> Stated exercise:
Reproduce the rows word for word, from the first line up to and including the line that contains "[[316,359],[321,271],[202,203],[128,275],[190,403]]".
= = = =
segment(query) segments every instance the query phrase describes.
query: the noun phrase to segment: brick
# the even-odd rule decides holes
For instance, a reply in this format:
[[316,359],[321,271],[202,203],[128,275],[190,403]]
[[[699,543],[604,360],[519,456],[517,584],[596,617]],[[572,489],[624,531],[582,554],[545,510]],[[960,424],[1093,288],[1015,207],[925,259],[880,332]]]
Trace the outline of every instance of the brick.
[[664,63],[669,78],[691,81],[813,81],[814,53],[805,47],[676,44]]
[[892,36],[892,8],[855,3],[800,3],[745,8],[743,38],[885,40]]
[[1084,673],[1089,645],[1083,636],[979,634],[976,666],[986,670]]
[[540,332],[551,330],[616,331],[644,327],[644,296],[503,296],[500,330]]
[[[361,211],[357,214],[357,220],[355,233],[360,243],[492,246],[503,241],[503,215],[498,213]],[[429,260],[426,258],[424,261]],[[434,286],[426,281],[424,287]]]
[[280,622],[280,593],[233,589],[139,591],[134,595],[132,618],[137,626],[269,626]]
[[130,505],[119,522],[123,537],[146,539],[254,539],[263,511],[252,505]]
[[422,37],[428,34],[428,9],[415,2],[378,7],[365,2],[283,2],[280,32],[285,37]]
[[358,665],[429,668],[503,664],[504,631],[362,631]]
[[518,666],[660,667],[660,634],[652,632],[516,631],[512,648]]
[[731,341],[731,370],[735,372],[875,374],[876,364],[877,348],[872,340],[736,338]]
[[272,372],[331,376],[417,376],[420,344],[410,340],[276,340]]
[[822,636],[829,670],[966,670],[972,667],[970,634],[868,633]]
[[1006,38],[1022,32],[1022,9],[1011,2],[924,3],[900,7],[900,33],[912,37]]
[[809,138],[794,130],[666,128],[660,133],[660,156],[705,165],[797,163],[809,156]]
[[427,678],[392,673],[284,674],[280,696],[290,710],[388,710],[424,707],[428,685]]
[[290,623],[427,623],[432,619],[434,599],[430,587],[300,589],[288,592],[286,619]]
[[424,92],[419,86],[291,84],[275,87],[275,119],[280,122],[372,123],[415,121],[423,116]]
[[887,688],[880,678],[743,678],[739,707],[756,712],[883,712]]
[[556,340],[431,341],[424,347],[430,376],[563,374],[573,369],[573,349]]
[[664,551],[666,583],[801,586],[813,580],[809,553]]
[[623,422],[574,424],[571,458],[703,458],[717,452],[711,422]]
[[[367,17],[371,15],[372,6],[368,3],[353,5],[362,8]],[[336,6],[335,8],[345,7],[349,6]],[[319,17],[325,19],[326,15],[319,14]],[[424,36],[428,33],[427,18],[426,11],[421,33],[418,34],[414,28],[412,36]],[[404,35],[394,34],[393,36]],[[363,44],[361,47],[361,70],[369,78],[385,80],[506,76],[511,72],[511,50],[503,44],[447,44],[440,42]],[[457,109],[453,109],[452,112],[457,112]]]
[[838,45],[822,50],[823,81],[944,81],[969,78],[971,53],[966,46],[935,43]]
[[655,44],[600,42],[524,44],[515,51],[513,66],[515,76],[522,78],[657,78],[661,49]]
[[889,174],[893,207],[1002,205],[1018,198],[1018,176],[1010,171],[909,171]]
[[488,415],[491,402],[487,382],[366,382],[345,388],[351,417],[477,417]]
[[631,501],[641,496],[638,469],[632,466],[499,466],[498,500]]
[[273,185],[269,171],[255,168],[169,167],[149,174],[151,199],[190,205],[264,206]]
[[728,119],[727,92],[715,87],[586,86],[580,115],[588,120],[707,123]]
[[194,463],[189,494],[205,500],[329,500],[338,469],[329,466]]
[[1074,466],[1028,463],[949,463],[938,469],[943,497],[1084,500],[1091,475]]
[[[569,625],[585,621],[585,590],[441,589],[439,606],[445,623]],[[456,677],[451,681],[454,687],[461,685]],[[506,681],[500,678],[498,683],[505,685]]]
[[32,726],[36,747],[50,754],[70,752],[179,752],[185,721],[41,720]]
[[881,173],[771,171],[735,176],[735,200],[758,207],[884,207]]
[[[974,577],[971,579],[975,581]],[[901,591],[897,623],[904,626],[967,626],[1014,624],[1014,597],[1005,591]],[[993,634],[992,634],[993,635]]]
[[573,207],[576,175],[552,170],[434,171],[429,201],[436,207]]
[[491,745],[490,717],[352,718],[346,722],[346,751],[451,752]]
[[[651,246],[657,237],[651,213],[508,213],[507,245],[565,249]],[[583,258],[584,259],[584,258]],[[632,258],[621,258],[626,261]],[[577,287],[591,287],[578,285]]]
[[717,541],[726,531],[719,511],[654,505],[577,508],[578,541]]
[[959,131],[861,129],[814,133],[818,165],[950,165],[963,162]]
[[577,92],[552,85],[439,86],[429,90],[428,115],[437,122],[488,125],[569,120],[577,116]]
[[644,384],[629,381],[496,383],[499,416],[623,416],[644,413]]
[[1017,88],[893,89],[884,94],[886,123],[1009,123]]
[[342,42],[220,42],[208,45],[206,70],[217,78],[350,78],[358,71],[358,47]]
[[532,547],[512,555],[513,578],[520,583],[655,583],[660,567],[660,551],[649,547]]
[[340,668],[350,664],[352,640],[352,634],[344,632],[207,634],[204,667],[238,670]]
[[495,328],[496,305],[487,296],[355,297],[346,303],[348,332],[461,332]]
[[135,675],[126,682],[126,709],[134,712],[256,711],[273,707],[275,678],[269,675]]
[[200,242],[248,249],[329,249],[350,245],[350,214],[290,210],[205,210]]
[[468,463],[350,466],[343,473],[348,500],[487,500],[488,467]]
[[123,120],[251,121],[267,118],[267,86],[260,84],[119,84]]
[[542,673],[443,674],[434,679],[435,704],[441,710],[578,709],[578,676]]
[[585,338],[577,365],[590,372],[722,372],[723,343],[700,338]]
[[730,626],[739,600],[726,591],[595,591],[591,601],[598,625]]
= = = =
> The output:
segment(query) segments every instance the query phrase describes.
query: the noun phrase to segment: brick
# the even-odd rule decides holes
For instance, a reply in this format:
[[316,359],[321,271],[202,203],[128,275],[190,403]]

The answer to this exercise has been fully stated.